**Bereitgestellte Daten**
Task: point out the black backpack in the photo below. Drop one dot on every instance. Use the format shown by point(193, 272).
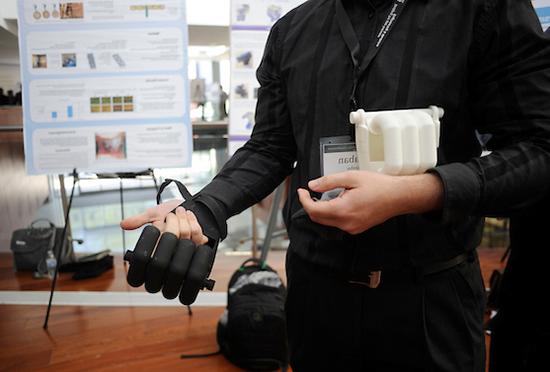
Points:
point(252, 330)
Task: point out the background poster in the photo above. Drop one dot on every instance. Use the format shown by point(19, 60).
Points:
point(542, 7)
point(105, 85)
point(251, 21)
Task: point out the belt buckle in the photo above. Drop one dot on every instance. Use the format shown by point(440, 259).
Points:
point(374, 280)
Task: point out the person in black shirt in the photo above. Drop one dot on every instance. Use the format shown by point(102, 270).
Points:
point(3, 98)
point(520, 336)
point(487, 63)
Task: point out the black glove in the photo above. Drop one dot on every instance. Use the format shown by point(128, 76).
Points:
point(177, 266)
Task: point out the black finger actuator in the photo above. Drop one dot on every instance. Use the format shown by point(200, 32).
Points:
point(139, 257)
point(178, 268)
point(158, 264)
point(196, 279)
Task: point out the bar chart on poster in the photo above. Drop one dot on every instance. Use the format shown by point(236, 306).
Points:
point(542, 7)
point(105, 85)
point(251, 21)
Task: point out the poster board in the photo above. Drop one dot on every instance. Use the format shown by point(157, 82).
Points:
point(105, 85)
point(250, 23)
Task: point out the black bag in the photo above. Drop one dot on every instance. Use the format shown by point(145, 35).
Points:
point(30, 245)
point(251, 332)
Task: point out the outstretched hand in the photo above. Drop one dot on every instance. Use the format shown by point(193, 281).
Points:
point(370, 198)
point(183, 224)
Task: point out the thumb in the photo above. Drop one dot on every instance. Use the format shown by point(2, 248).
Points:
point(156, 213)
point(346, 180)
point(136, 221)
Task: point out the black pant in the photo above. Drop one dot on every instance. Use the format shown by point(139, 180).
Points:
point(433, 324)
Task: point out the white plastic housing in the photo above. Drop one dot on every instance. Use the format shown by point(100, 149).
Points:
point(397, 142)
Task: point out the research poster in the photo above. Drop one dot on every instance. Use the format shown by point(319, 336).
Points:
point(105, 85)
point(542, 7)
point(251, 21)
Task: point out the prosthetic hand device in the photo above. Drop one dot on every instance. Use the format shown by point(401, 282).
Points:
point(172, 265)
point(397, 142)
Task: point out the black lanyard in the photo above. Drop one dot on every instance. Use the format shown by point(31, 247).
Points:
point(359, 67)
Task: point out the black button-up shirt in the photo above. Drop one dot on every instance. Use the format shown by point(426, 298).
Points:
point(486, 62)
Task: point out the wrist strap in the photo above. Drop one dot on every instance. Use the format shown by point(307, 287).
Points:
point(181, 187)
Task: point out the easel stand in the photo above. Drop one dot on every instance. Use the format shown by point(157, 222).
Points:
point(60, 250)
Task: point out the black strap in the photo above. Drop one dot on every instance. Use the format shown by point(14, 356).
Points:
point(256, 261)
point(353, 45)
point(407, 63)
point(181, 187)
point(312, 102)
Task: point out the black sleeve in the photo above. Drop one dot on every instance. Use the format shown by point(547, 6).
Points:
point(510, 100)
point(256, 169)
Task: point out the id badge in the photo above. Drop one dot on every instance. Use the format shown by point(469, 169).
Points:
point(338, 154)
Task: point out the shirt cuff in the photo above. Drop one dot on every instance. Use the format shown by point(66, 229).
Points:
point(462, 191)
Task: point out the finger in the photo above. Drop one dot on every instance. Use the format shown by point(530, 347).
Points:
point(320, 211)
point(159, 225)
point(158, 264)
point(178, 268)
point(139, 258)
point(172, 224)
point(345, 180)
point(198, 271)
point(185, 229)
point(196, 230)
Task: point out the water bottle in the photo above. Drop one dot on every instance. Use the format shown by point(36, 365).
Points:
point(51, 263)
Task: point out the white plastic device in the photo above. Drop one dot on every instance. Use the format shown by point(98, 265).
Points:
point(397, 142)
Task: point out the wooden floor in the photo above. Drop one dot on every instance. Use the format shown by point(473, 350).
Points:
point(119, 338)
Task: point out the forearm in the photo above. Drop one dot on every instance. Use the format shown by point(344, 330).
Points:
point(249, 176)
point(419, 193)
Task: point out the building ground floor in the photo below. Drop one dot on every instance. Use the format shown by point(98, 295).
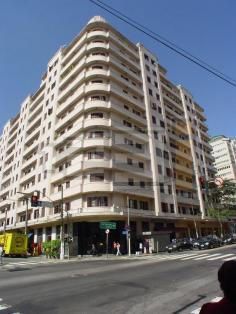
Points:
point(153, 233)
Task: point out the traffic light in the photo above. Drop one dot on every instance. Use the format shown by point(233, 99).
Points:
point(35, 199)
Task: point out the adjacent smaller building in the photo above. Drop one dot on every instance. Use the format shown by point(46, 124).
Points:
point(224, 150)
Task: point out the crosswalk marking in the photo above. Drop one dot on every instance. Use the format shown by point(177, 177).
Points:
point(229, 259)
point(202, 256)
point(218, 257)
point(193, 256)
point(4, 307)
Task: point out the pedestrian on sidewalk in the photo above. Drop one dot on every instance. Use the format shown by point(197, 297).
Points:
point(118, 248)
point(227, 280)
point(114, 247)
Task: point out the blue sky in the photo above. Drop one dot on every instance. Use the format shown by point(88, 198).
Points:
point(32, 31)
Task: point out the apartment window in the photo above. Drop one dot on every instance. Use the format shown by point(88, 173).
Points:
point(143, 205)
point(128, 124)
point(36, 214)
point(98, 97)
point(128, 142)
point(97, 201)
point(139, 146)
point(95, 115)
point(158, 152)
point(133, 204)
point(162, 124)
point(129, 161)
point(94, 177)
point(67, 206)
point(130, 181)
point(164, 207)
point(141, 165)
point(168, 172)
point(154, 106)
point(166, 155)
point(96, 134)
point(162, 189)
point(95, 155)
point(142, 184)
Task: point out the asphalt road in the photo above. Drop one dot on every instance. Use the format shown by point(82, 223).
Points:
point(145, 285)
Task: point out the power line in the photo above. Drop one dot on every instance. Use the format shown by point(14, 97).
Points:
point(165, 42)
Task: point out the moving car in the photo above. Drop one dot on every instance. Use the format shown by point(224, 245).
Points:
point(209, 242)
point(179, 245)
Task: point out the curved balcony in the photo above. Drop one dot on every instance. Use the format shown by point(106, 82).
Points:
point(97, 46)
point(70, 192)
point(97, 87)
point(98, 163)
point(97, 33)
point(69, 117)
point(96, 104)
point(95, 142)
point(97, 187)
point(70, 100)
point(95, 59)
point(97, 122)
point(96, 72)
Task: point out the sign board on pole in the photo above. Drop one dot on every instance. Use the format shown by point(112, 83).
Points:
point(219, 181)
point(107, 225)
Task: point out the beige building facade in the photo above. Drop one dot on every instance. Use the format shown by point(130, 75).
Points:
point(110, 138)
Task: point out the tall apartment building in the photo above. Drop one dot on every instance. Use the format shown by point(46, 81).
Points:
point(109, 131)
point(224, 150)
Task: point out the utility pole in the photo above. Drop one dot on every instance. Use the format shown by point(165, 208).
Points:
point(62, 251)
point(128, 228)
point(26, 198)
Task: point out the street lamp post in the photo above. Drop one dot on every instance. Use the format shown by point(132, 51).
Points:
point(128, 228)
point(27, 209)
point(62, 251)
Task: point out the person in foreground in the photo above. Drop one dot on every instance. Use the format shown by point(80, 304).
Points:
point(227, 280)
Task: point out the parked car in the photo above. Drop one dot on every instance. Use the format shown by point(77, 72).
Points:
point(179, 245)
point(209, 242)
point(227, 239)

**Schriftliche Anweisung**
Gib bitte sämtliche Datensätze oben Zeile für Zeile wortgetreu wieder. Die Bilder lässt du dabei weg.

**Das Ergebnis**
Task: point out the black backpack in the photo below. Drop one dot on every instance. Use the format shown by point(193, 272).
Points:
point(252, 330)
Task: point out the background poster in the photo above. Drop one dot on every instance. Use the format shown by point(19, 60).
Points:
point(542, 7)
point(105, 85)
point(251, 21)
Task: point out the belt buckle in the photo above. Drop one dot on every instance. Use the format shown by point(440, 259).
Points:
point(374, 280)
Task: point out the person in black shirt in the photo above. Drop one dot on every instance. Use the format shown by point(102, 270).
Points:
point(3, 98)
point(520, 336)
point(487, 63)
Task: point out the black glove in the photo above. Drop one dot on every instance. Use the format shown by point(128, 76).
Points:
point(177, 266)
Task: point out the black finger actuator in the photo above. Drop one dot on every instance. Use the format shown by point(200, 32).
Points:
point(139, 257)
point(178, 268)
point(158, 264)
point(196, 279)
Task: point out the bar chart on poster in the photo above. Drop one dot on every instance. Use the format shown by point(236, 306).
Points:
point(542, 7)
point(105, 85)
point(251, 21)
Task: point out the poster board in the photo above. Drop one dot on every instance. Use the format shown by point(157, 82).
Points:
point(105, 85)
point(250, 23)
Task: point out the black bag in the photo above. Drop one dot on every instance. Use the format shown by point(145, 35).
Points:
point(30, 245)
point(251, 332)
Task: point out the outstretched hand in the photo above. Drop one dot on every instance. Use the format shown by point(193, 281).
Points:
point(370, 198)
point(183, 224)
Task: point out the thumb in the photo above. Drop one dot on every instance. Use the format shown by point(2, 248).
Points:
point(156, 213)
point(346, 180)
point(136, 221)
Task: point out the black pant in the photo above. Drop one dot on every instance. Use the format shown by point(139, 180).
Points:
point(433, 324)
Task: point out the white plastic housing in the photo above. Drop one dot on every instance. Use the format shown by point(100, 149).
Points:
point(397, 142)
Task: point out the research poster in the photo above. Drop one dot on every instance. Use the format shown by point(319, 336).
Points:
point(105, 85)
point(542, 7)
point(251, 21)
Task: point out the prosthetic hand device in the photo above. Drop one dot on every instance. Use the format shown by point(401, 282).
Points:
point(172, 265)
point(397, 142)
Task: point out the black lanyard in the photo above. Drop one dot on every instance. Use the format shown by point(31, 247).
Points:
point(359, 67)
Task: point out the black button-up shirt in the photo above. Drop one dot on every instance. Use the format shown by point(426, 298).
Points:
point(486, 62)
Task: point out the wrist strap in the photo above. Drop one dot on every instance. Use the format shown by point(307, 287).
Points:
point(181, 187)
Task: point out the easel stand in the photo above. Drop one dot on every instance. Use the format shown by point(157, 222).
Points:
point(60, 250)
Task: point out the black strap in the photo above. Drop one dot on every instance. Use the format shown by point(14, 356).
Points:
point(256, 261)
point(353, 45)
point(407, 63)
point(181, 187)
point(312, 102)
Task: point out the black sleeve in the photo above. Drop one dot on every instance. Use the format shown by point(547, 6).
Points:
point(510, 100)
point(256, 169)
Task: point out the id badge in the photo above. Drop one dot on every instance. Use the format shown by point(469, 169).
Points:
point(338, 154)
Task: point out the shirt cuff in the photo above. Drop one dot on every instance. Use the format shown by point(66, 229).
Points:
point(462, 191)
Task: point out the finger in the photo above. Drop one dot on every instance. Use the format shown by point(530, 347).
Points:
point(320, 211)
point(159, 225)
point(158, 264)
point(178, 268)
point(139, 258)
point(172, 224)
point(345, 180)
point(198, 271)
point(185, 229)
point(196, 230)
Task: point out the water bottle in the photo above. Drop one dot on every instance. Use the format shown by point(36, 365).
Points:
point(51, 263)
Task: point out the white plastic device in the photo above. Drop one dot on every instance. Use the format shown by point(98, 265).
Points:
point(397, 142)
Task: point out the wooden floor in the photo above. Drop one dot on every instance. Use the format shown by point(473, 350).
Points:
point(119, 338)
Task: point out the forearm in the photo above. Drop one dot on every instance. Use the format shown by point(344, 330).
Points:
point(249, 176)
point(419, 193)
Task: point out the building ground floor in the photo below. Drop one dot on every instance. Use the format shown by point(98, 295).
Points:
point(153, 233)
Task: point out the traffic light in the photo above. Drop one dot on every instance. Use the format shown by point(233, 99).
Points:
point(35, 199)
Task: point out the adjacent smaller building in the photo above. Drop one dot on every instance. Use the format shown by point(46, 124).
Points:
point(224, 150)
Task: point out the crosswalk marking in the photo above. Drop one dot on every instance. Use the format shown by point(177, 177).
Points:
point(229, 259)
point(202, 256)
point(218, 257)
point(193, 256)
point(4, 307)
Task: point out the pedestrian on sidewalk in the photo above. Drop one dot on every instance. Use the format shown by point(197, 297).
Points:
point(118, 248)
point(227, 280)
point(114, 247)
Task: point out the blue sky in the photo above. Drop one dot on every instance. Use the format shown by point(88, 198).
Points:
point(32, 31)
Task: point out the apartment window in the photo above. Drop one dot on every instance. Use the format shown by point(88, 173).
Points:
point(143, 205)
point(128, 124)
point(36, 214)
point(98, 97)
point(128, 142)
point(97, 201)
point(139, 146)
point(95, 115)
point(158, 152)
point(133, 204)
point(162, 124)
point(129, 161)
point(94, 177)
point(67, 206)
point(130, 181)
point(164, 207)
point(141, 165)
point(168, 172)
point(154, 106)
point(166, 155)
point(96, 134)
point(162, 189)
point(95, 155)
point(142, 184)
Task: point out the asphalt road in the photo above. Drop one dot on every instance. Use the format shown by point(82, 223).
Points:
point(145, 285)
Task: point out the power line in the photo above. Drop one dot on every instance. Use the format shown by point(14, 97).
Points:
point(165, 42)
Task: point out the moving car in the photo above. Drop one dot on every instance. Use the format shown by point(224, 245).
Points:
point(209, 242)
point(179, 245)
Task: point out the curved balcony in the photo above. Drop one dot on every instance. Use the format shown by point(106, 82).
Points:
point(97, 46)
point(70, 192)
point(97, 87)
point(98, 163)
point(97, 33)
point(69, 117)
point(96, 104)
point(95, 142)
point(97, 187)
point(70, 100)
point(95, 59)
point(97, 122)
point(96, 72)
Task: point out the sign board on pole in the photo above. Drop one dot on every instance. Use the format shown by point(112, 83).
Points:
point(219, 181)
point(107, 225)
Task: point out the beige building facade in the photo above. Drop one dot on every instance. Use the format shown by point(130, 75).
Points:
point(110, 138)
Task: point out the tall apartment building in the photo above. Drop one dot on every instance. Use the format shown by point(46, 81).
Points:
point(109, 131)
point(224, 150)
Task: point out the utility pole in the photo above. Drop one dot on every instance. Use the format shown by point(165, 208).
Points:
point(62, 251)
point(128, 228)
point(26, 198)
Task: point out the street lamp post in the photo above. Drop one dot on every instance. Use the format shown by point(132, 51).
Points:
point(128, 228)
point(27, 209)
point(62, 251)
Task: point out the person in foreground in the photo above. Drop one dot on every instance. Use the format shown by point(80, 304).
Points:
point(227, 280)
Task: point out the parked car in the photo above. Drop one dot on every instance. Use the format shown by point(77, 72).
Points:
point(179, 245)
point(209, 242)
point(227, 239)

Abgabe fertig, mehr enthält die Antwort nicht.